◆ Actions to take:
[A] List every technical abbreviation that appears in the router troubleshooting post.
[B] Resume the router troubleshooting post, starting immediately after its last sentence.

◆ Selected extract:
|---|

This may or may not be related but I too have three PC's running on a Linksys router, I have had plenty problems with it in the past few months, sometimes connecting. sometimes not. After lots of research and going through it painfully slowly but logically there were a few things which could cause the problem, systematically going through them eventually got me up and running without any further glitches (which keeps the wife very happy now). Below are some of the less obvious connectivity problems:

1. if you use a wird connection, try setting the network card to 10Mb/s duplex cuz linksys have a problem with auto detect speed which bombs out the router. If you are using WIFI to connect, what happens to the conection if you can connect via direct cable connection (LAN)?
2. Try turning off UPNP in the router (not at the PCs) as the PCs are probably telling the router to reconfig settings independantly (effectively competing for connections).

|---|

◆ Entries supplied:

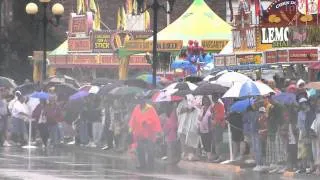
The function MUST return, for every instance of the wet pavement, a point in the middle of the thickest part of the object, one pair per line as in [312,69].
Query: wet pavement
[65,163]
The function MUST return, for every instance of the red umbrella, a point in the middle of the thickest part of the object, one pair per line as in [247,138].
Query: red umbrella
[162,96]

|---|

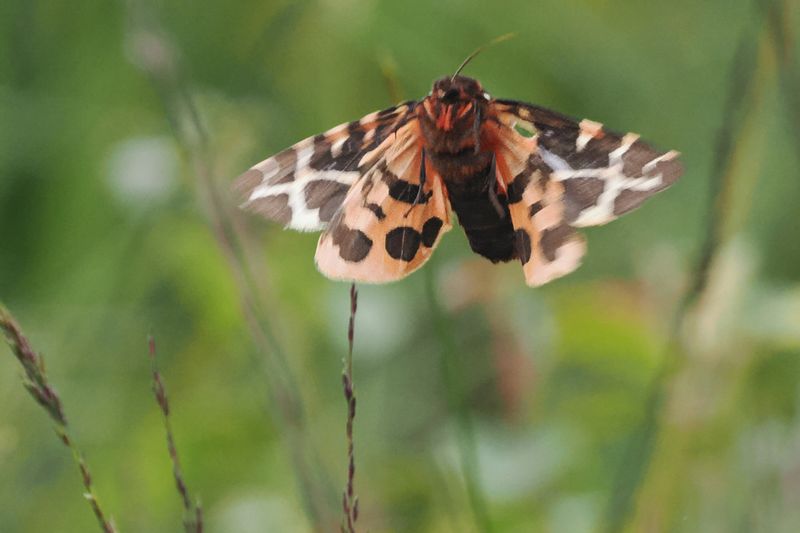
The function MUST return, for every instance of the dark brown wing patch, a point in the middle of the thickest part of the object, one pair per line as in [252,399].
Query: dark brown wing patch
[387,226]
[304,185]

|---|

◆ Results of the exercise:
[A] PC (PC's, PCs), Mb/s, WIFI, LAN, UPNP

[B]
3. As an experiment, try turning off WIFI security in the router and ONLY turning on the suspect laptop, if the laptop can "see" but not connect, the WIFI then it's probably the connection order which is suspect (you mentioned it connects to the office WIFI). Incidentally, at the office do you connect to a domain? Is your laptop on a static IP or DHCP? If it's static it may be tied to the office network, if its dynamic, then your router may not be issuing an address.
4. I've never been a big fan of Norton, but the latest release of Norton 360 is actually a very, very good product, and one of the nifty tools is a simple wifi and network scanner which shows all of the components on your home network, try the trial to check your network settings. Try the trial download to inspect the network, more importantly, the network settings.